## Assignment
What you give back must match the records below exactly.

## Data
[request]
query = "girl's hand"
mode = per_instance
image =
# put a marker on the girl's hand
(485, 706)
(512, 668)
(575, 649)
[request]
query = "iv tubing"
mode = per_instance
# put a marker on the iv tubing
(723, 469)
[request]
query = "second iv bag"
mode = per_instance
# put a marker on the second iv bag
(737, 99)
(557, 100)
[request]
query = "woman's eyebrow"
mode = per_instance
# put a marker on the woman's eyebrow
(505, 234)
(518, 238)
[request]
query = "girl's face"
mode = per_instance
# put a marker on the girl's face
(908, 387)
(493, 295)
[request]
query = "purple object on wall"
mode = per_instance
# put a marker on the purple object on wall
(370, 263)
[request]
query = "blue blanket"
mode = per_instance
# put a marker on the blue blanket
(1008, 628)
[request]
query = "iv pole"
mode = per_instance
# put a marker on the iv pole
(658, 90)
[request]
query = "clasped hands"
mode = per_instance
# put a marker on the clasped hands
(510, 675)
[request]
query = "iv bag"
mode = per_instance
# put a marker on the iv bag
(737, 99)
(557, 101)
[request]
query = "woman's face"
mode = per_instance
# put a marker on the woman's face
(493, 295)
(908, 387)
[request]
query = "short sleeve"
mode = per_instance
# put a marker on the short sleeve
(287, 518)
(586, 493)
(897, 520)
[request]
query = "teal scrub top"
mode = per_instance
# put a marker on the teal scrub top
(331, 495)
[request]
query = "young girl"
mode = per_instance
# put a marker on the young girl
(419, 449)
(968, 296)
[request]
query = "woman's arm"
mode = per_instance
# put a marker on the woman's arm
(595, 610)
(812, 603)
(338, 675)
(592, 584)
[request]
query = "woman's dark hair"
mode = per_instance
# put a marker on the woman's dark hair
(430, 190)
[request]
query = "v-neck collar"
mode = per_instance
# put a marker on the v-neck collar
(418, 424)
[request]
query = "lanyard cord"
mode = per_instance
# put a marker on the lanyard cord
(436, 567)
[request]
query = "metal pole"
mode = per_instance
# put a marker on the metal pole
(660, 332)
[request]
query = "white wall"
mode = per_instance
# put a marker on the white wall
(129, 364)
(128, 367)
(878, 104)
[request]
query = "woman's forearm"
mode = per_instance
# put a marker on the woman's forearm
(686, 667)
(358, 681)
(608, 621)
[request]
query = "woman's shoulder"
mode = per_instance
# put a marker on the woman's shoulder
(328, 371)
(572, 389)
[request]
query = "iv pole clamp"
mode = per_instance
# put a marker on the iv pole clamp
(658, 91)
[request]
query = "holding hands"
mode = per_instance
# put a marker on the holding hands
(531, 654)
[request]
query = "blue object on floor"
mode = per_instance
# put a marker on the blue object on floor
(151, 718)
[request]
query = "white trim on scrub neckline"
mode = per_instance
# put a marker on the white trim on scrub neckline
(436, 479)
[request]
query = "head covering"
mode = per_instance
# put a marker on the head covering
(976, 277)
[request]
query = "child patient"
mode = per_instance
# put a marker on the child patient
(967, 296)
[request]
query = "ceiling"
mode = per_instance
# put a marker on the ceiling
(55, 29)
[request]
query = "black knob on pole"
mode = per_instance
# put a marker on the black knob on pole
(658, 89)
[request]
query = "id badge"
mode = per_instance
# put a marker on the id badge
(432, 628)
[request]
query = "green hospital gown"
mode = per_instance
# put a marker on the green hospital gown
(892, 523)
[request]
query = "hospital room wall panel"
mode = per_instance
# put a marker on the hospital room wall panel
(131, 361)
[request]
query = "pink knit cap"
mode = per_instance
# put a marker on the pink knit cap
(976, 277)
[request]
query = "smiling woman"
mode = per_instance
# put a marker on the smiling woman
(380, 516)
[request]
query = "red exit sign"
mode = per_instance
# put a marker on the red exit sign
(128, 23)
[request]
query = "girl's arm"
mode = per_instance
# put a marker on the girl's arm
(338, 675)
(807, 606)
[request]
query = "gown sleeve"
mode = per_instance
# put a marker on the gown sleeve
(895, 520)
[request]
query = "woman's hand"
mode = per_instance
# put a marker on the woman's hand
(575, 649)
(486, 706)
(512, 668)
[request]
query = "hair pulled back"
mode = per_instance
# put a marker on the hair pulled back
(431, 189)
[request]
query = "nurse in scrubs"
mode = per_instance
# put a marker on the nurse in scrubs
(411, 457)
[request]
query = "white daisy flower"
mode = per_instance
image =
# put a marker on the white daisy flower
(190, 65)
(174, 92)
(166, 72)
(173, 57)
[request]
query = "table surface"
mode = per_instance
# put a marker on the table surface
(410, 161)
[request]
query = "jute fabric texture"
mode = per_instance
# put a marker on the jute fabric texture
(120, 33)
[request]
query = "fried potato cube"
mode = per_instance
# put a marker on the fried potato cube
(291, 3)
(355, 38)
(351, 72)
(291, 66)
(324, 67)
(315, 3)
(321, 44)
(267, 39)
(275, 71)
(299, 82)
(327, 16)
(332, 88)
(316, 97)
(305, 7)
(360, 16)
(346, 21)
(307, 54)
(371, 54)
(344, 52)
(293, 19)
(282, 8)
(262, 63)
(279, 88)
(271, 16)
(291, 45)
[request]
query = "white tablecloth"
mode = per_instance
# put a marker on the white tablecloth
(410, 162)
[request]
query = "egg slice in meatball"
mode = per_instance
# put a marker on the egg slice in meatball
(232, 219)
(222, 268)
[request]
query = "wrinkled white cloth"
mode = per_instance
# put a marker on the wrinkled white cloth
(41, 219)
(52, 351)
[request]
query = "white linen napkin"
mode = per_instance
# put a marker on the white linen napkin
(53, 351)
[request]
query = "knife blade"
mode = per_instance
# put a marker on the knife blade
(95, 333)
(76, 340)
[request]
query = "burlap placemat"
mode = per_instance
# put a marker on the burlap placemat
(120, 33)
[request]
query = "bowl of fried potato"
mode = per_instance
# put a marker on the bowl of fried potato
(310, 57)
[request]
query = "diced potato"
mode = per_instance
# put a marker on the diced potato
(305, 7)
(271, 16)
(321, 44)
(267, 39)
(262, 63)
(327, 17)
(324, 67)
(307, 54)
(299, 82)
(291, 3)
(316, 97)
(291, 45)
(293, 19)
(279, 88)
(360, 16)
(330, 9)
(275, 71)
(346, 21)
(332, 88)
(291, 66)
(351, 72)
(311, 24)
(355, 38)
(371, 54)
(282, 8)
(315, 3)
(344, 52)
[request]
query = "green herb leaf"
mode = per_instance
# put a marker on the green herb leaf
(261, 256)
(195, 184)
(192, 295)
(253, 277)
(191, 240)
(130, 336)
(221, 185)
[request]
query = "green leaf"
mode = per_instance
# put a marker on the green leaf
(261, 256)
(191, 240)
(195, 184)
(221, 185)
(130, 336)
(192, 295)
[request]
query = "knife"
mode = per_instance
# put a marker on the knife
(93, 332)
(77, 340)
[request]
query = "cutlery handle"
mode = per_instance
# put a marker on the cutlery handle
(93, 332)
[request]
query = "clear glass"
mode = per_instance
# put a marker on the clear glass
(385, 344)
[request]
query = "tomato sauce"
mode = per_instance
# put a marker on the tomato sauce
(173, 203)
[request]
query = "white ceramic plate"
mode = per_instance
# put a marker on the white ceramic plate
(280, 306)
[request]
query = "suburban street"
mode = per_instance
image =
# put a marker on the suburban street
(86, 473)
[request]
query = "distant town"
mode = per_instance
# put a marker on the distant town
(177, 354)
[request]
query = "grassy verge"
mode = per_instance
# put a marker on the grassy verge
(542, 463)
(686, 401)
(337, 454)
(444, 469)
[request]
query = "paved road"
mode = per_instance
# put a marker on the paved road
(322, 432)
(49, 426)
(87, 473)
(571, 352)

## Answer section
[request]
query = "girl's hand"
mode = per_instance
image =
# put a marker on the girl's hand
(485, 706)
(512, 668)
(575, 649)
[request]
query = "iv tubing"
mode = per_instance
# put a marker on the iv tubing
(723, 469)
[request]
query = "second iv bag"
mode = per_instance
# put a marker on the second iv bag
(737, 99)
(557, 100)
[request]
query = "woman's eyebrow"
mode = per_instance
# put a marker on the woman's eyebrow
(505, 234)
(518, 238)
[request]
query = "girl's face"
mode = per_instance
# put a marker on the girl's face
(908, 387)
(493, 295)
[request]
query = "purple object on wall"
mode = per_instance
# put a marker on the purple object on wall
(370, 263)
[request]
query = "blue blanket"
mode = per_instance
# put a marker on the blue blanket
(1008, 628)
[request]
query = "iv pole"
mode = per_instance
# put a marker on the iv pole
(658, 90)
[request]
query = "clasped hands"
mode = per_instance
# put a marker on the clasped hands
(510, 675)
[request]
query = "iv bag"
mode = per_instance
# put a marker on the iv bag
(737, 99)
(557, 101)
[request]
query = "woman's face"
mode = per_instance
# put a marker on the woman's face
(493, 295)
(908, 387)
[request]
query = "short sleeve"
mode = per_instance
# put a marker on the short sleeve
(287, 518)
(586, 493)
(897, 520)
[request]
query = "teal scrub top"
mode = per_instance
# put a marker on the teal scrub top
(331, 495)
[request]
query = "young girl"
mode = per_instance
# put a marker on the young girl
(419, 449)
(968, 296)
[request]
query = "woman's arm"
mode = per_instance
# put a marker on the woman's arm
(595, 610)
(812, 603)
(338, 675)
(592, 584)
[request]
query = "woman's dark hair"
mode = per_instance
# put a marker on the woman's dark hair
(430, 190)
[request]
query = "v-neck collar"
mode = per_instance
# put a marker on the v-neck collar
(418, 424)
[request]
query = "lanyard cord"
mode = per_instance
# put a marker on the lanyard cord
(436, 567)
[request]
query = "metal pole"
mode = per_instance
# put a marker on the metal pole
(660, 332)
[request]
query = "white wall"
mode = per_instance
# put a marker on the white wall
(129, 364)
(128, 367)
(878, 104)
[request]
query = "woman's forearm"
mode = per_instance
# put a marker on the woman's forearm
(686, 667)
(358, 681)
(608, 621)
[request]
query = "woman's shoulder"
mode = per_instance
# put a marker on the woman's shoulder
(328, 371)
(572, 389)
[request]
query = "iv pole clamp"
mode = per_instance
# put a marker on the iv pole clamp
(658, 91)
[request]
query = "holding hands"
mode = per_instance
# put a marker on the holding hands
(531, 654)
[request]
query = "blue object on floor"
mode = per_instance
# put a marker on the blue object on floor
(151, 718)
[request]
query = "white trim on scrub neckline"
mode = per_instance
# put a marker on the white trim on scrub neckline
(436, 479)
[request]
query = "head covering"
mode = per_instance
# put a marker on the head covering
(976, 277)
[request]
query = "child patient"
mode = per_instance
# put a marker on the child patient
(967, 296)
[request]
query = "ceiling"
mode = per_instance
# put a marker on the ceiling
(55, 29)
[request]
query = "black knob on pole"
mode = per_instance
# put a marker on the black knob on pole
(658, 89)
[request]
query = "id badge"
mode = per_instance
# put a marker on the id badge
(432, 628)
[request]
query = "green hospital gown"
mode = per_instance
# put a marker on the green hospital gown
(892, 523)
[request]
query = "hospital room wall panel"
mode = per_instance
# put a marker on the hospital room wall panel
(131, 361)
[request]
query = "pink knit cap"
mode = per_instance
# put a marker on the pink knit cap
(976, 277)
[request]
query = "smiling woman"
mode = per_instance
# put a marker on the smiling woman
(380, 516)
[request]
query = "red exit sign"
mode = per_instance
# put a marker on the red exit sign
(128, 23)
[request]
query = "girl's arm"
mode = per_instance
# put a marker on the girl's arm
(338, 675)
(807, 606)
[request]
query = "gown sleeve"
mode = per_instance
# put a marker on the gown sleeve
(895, 520)
[request]
query = "woman's hand"
mode = per_instance
# put a marker on the woman's hand
(575, 649)
(486, 706)
(512, 668)
[request]
query = "hair pulled back"
mode = per_instance
# put a marker on the hair pulled back
(431, 189)
[request]
query = "nurse in scrubs"
mode = per_instance
# put a marker on the nurse in scrubs
(411, 457)
[request]
query = "white daisy flower"
mode = per_instance
image =
# put a marker on the white daisy flower
(190, 65)
(174, 92)
(166, 72)
(173, 57)
[request]
query = "table surface"
mode = per_instance
# put a marker on the table surface
(410, 161)
[request]
query = "jute fabric texture"
mode = per_instance
# put a marker on the jute fabric texture
(120, 33)
[request]
query = "fried potato cube"
mode = per_instance
# put a marker on the fried potato cube
(291, 3)
(355, 38)
(351, 72)
(291, 66)
(324, 67)
(315, 3)
(321, 44)
(267, 39)
(275, 71)
(299, 82)
(327, 16)
(332, 88)
(316, 97)
(305, 7)
(360, 16)
(346, 21)
(307, 54)
(371, 54)
(344, 52)
(293, 19)
(282, 8)
(262, 63)
(279, 88)
(271, 16)
(291, 45)
[request]
query = "white tablecloth"
mode = per_instance
# put a marker on the white tablecloth
(410, 162)
[request]
query = "egg slice in meatball"
mode = per_instance
# put a marker on the egg slice in meatball
(232, 219)
(222, 268)
[request]
query = "wrinkled white cloth"
mode = per_instance
# put a marker on the wrinkled white cloth
(41, 219)
(52, 351)
[request]
query = "white linen napkin"
mode = per_instance
# put a marker on the white linen napkin
(53, 351)
[request]
query = "knife blade"
mode = per_instance
# put a marker on the knife blade
(95, 333)
(76, 340)
[request]
query = "burlap placemat"
mode = per_instance
# put a marker on the burlap placemat
(120, 33)
[request]
query = "bowl of fried potato"
mode = per_instance
# put a marker on the bowl of fried potato
(310, 57)
[request]
query = "diced potato"
mode = per_instance
# put a marker on the diced potato
(305, 7)
(271, 16)
(321, 44)
(267, 39)
(262, 63)
(327, 17)
(324, 67)
(307, 54)
(299, 82)
(291, 3)
(316, 97)
(291, 45)
(293, 19)
(279, 88)
(360, 16)
(330, 9)
(275, 71)
(346, 21)
(332, 88)
(291, 66)
(351, 72)
(311, 24)
(355, 38)
(371, 54)
(282, 8)
(315, 3)
(344, 52)
[request]
query = "green herb leaf"
mode = per_instance
# put a marker on the green herb leaf
(261, 256)
(195, 184)
(192, 295)
(253, 277)
(191, 240)
(130, 336)
(221, 185)
[request]
query = "green leaf"
mode = per_instance
# put a marker on the green leaf
(261, 256)
(191, 240)
(195, 184)
(221, 185)
(130, 336)
(192, 295)
[request]
query = "knife"
mode = per_instance
# put a marker on the knife
(93, 332)
(77, 340)
[request]
query = "cutlery handle"
mode = per_instance
# put a marker on the cutlery handle
(93, 332)
[request]
query = "clear glass"
mode = per_instance
# put a marker on the clear glass
(385, 344)
[request]
query = "tomato sauce"
mode = per_instance
# put a marker on the tomato sauce
(173, 203)
[request]
query = "white ceramic plate"
mode = per_instance
# put a marker on the white ceramic plate
(280, 306)
[request]
query = "suburban street"
mode = per_instance
image =
# put a marker on the suburban street
(86, 473)
[request]
query = "distant town"
mode = per_instance
# put a marker on the distant town
(177, 354)
[request]
query = "grassy verge"
mode = per_instance
# put a marker on the grassy verge
(542, 463)
(686, 401)
(337, 454)
(444, 469)
[request]
query = "paved road"
mode = per_instance
# put a marker on the paved road
(322, 432)
(49, 426)
(87, 473)
(571, 352)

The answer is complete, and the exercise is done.